▶ Your objective
Copy out each of the following entries word for word, leaving out the pictures.
Start
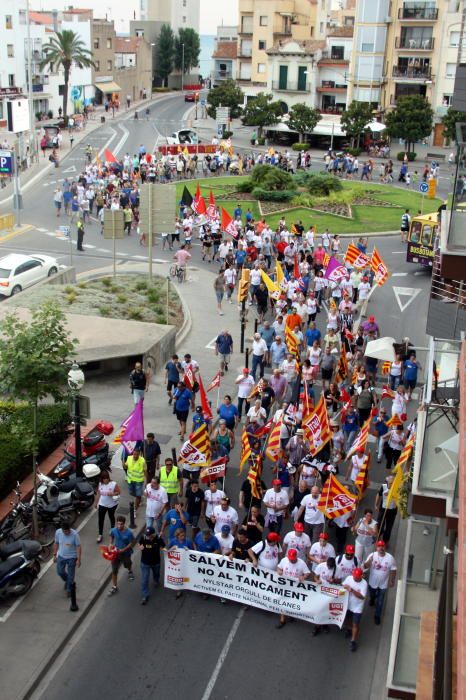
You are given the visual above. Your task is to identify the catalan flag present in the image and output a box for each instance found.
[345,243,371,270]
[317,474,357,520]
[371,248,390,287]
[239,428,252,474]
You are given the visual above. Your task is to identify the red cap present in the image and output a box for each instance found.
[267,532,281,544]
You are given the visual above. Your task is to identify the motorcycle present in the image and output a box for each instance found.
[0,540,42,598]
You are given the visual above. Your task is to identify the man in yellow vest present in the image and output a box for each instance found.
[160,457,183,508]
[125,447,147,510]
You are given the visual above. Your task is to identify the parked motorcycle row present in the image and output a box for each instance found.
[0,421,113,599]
End
▶ Solved exercise
You are given the visual above. Your task is to identify the catalan flag present in the image and output a box for each instance found.
[345,243,371,270]
[317,474,357,520]
[371,248,390,287]
[239,428,252,474]
You are given the visual above. Your task is to identify the red cap present in the image and output a box for each instance found.
[267,532,281,544]
You are given the visual above. Your task is to identify the motorcycle present in the image and output a box for each instance found.
[0,540,42,598]
You are given the visual above. Your task is to identify the man in yellow vest present in the image and output a box for each instance found.
[160,457,183,508]
[125,447,147,510]
You are given the visual above. Your task is to identify the parked motorcycle row present in the image and output a box for each instance found.
[0,421,113,599]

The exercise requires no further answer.